Extracted text:

In this module, the retrieval field is the citation context. The indexes of 17,551,920 citation contexts have been created. Researchers use topic terms to search the relevant citation contexts. But the citation contexts are not the final results. The references corresponding to these citation contexts are the results that researchers want to get. Each citation context corresponds to one or more references. The results will be ranked by corresponding counts of the citation context. Each retrieved reference has a unique reference link to the title and abstract of the reference. Figure 3 shows an example of retrieval references related to “lung cancer”. “Parkin DM, 2005, CA Cancer J Clin, V55, P74” ranked first in the results. It was cited by 55 sentences, which means that “Parkin DM, 2005, CA Cancer J Clin, V55, P74” was cited 55 times on the topic of “lung cancer”. The general information about this paper can be found through the linkage. “Parkin DM, 2005, CA Cancer J Clin, V55, P74” might also have been cited numerous of times on other topics. The citation context retrieval module which we discussed later provides the total cited times and topics of a chosen reference.

Fig. 3
figure 3

An example of reference retrieval

Citation context retrieval module

The retrieval field of this module is the reference field. Researchers could use author, year, and/or journal information to find target references. The results show the citation frequency and citation contexts of the references. One reference could have one hundred citation contexts or even more. It is time consuming to read all these citation contexts. So we further analyzed citation contexts from two aspects. One is a topic analysis; the other is a classification of citation context. Tag cloud is employed to represent the citation contexts with topic terms in the topic analysis. Tag cloud (word cloud or text cloud) is a visual representation for text data, typically used to depict keyword metadata (tags) on websites, or to visualize free-form text. Tags are usually single words, and the importance of each tag is shown with font size or color (Halvey and Keane 2007). An example is showed in Fig. 4. The reference “Parkin DM, 2005, CA Cancer J Clin, V55, P74” is used in this example which is the one we used in the reference retrieval module. 554 citation contexts have been retrieved. The reference retrieval module has retrieved 55 of 554 citation contexts related to “lung cancer”. The other citation topics of this reference were represented in tag cloud. Figure 5 shows the tags cloud of the citation contexts with single words. The main citation topic of this reference is the common causes of cancer death. The citation subtopics involve different kinds of cancer, different countries and genders that cancer occurs. Lung cancer is just one aspect of the citation topics.

Fig. 4
figure 4

An example of citation context retrieval

Fig. 5
figure 5

Tag cloud of citation contexts

A tag cloud could give us a more intuitive summary of which part the content of a paper has been cited. But we do not know the motivation of the citer. When the citer cited a paper, did he attempt to praise the work or criticize some drawbacks? Such motivation information will be very helpful for the user to comprehend the impact of a cited paper. We design a classification function to classify citation contexts based on the motivation of citers. Normally, semantic analysis is used to analyze the sentiment of a sentence in Natural Language Processing. But there are few sentiment words in scientific papers. It is hard to appraise the citation context with semantic analysis method (Verlic et al. 2008). Therefore, we choose to use the cue words method in a similar way as it has been used in recent work, notably by Small (2011) and Teufel et al. (2006).

Directions:
a: Answer from the passage on citation context retrieval:
(i) How many citation contexts have been indexed?
(ii) How many citation contexts were retrieved for the reference "Parkin DM, 2005, CA Cancer J Clin, V55, P74"?
(iii) Whose recent work does the cue words method follow?
b: Carry on the passage on citation context retrieval, starting after its final sentence.
The items that come after this passage are separate material and are not connected to it.

Data section:

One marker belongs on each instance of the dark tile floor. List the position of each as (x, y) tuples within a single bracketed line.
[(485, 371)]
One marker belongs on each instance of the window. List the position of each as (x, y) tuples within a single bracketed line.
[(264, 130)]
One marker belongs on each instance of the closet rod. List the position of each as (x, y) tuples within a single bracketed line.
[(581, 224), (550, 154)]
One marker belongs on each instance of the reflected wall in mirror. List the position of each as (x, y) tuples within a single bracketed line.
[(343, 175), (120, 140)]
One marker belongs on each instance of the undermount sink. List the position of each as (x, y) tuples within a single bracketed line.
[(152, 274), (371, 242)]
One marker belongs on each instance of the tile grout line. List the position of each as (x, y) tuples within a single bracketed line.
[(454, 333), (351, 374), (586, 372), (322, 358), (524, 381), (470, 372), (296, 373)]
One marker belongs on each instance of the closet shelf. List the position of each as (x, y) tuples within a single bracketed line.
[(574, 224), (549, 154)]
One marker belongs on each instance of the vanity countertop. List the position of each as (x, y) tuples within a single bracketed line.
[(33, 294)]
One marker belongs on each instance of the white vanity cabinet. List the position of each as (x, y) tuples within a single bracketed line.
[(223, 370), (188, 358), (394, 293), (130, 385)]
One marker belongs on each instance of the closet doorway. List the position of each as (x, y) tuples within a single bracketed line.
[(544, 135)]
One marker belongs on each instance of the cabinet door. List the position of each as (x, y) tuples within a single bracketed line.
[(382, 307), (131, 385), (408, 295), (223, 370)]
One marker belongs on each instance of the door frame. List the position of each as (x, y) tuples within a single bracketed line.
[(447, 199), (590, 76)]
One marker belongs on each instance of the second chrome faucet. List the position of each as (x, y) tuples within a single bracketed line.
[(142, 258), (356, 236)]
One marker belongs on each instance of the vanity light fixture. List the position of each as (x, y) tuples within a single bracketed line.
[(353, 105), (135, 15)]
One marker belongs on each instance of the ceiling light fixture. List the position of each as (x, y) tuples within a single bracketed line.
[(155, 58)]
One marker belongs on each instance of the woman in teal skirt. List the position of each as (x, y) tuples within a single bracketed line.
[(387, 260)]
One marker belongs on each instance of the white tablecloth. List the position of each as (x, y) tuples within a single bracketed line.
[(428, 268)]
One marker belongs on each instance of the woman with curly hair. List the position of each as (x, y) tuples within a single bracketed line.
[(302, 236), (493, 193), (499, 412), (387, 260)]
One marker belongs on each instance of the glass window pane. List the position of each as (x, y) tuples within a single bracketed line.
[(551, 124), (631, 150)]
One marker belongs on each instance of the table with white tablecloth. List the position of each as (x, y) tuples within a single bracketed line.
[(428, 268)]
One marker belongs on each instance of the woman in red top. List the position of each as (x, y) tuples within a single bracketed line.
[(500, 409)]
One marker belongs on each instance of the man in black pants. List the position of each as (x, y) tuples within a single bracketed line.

Answers for each item:
a:
(i) 17,551,920
(ii) 554
(iii) Small (2011) and Teufel et al. (2006)

b:
Following the work of Spiegel-Rösing (1977) and Teufel et al. (2006), citation contexts will be classified into three categories as positive, negative and neutral. Table 1 shows the description of each category. The positive category has three sub categories and the negative category has two sub categories. Table 2 lists some cue word instances corresponding to each category. The subject of each sentence is also needed during the classification. The sentences “We use this tool…” and “They use this tool…”correspond to different categories. The passive voice will be converted to the active voice before classifying.

Table 1 The description of each category
Table 2 The cue words of each category

The classification function is next to the “cloud” button (see Fig. 4). When clicking on the “classify” button, the classification results will be shown to the user. For the reference “Parkin DM, 2005, CA Cancer J Clin, V55, P74”, there are 25 positive citation contexts, 529 neutral citation contexts, and no negative citation context. This reference is about the study of global cancer statistics, so most of the citation contexts are neutral.

Result testing

Reference retrieval testing

In order to check the performance of the retrieval system, 26 new papers with 751 citation contexts from BMC Bioinformatics were collected. The topics of each citation context were identified with 1–4 topic words manually. For example, the sentence “As a feature of reaction rules, some techniques focus on physicochemical properties and structures (Small 1973)” will be tagged with “physicochemical”, “properties”, and “structures”. These topic words are used as retrieval terms to search references. Not all the citation contexts have topic words: for example, “It evolves the two different populations within the context of each other (Kessler 1963; Mei and Zhai 2008)”. The citation topic of this reference might have been expressed in the sentences before or after this citation context. The dataset was divided into four groups by time period, in order to check the influence of time. We chose 50 citation contexts which have explicit topic words for each period. The papers published earlier tend to receive more citations. So we expect that the retrieval system will perform better on the early time period. If the corresponding reference of a citation context appears among the top ten retrieval results, we mark this retrieval as a successful retrieval. Otherwise, we mark it as an unsuccessful retrieval.

Two comparative studies are designed using Google Scholar and PubMed. Google Scholar is one of the most popular search engines for researchers. It could retrieve literature from full text and rank the results not only by relevance but also related to citation frequency. PubMed database is a specialized database of Biomedical. The data source of this paper is PubMed Central which is a subset of PubMed, PubMed database has been chosen as one of the testing experiments as well.

We adopt the same retrieval strategy with the retrieval system designed in this paper. For Google Scholar, the retrieval results are sorted by relevance. If the corresponding reference of a citation context appears among the top ten retrieval results, this retrieval will be marked as a successful retrieval. Otherwise, it is an unsuccessful retrieval. For PubMed database, we retrieve the topic words in the field of title and abstract. The database just provide one result ranking method which is ranking by publish year. So if the corresponding reference of a citation context appears among the retrieval results, we mark this retrieval as a successful retrieval.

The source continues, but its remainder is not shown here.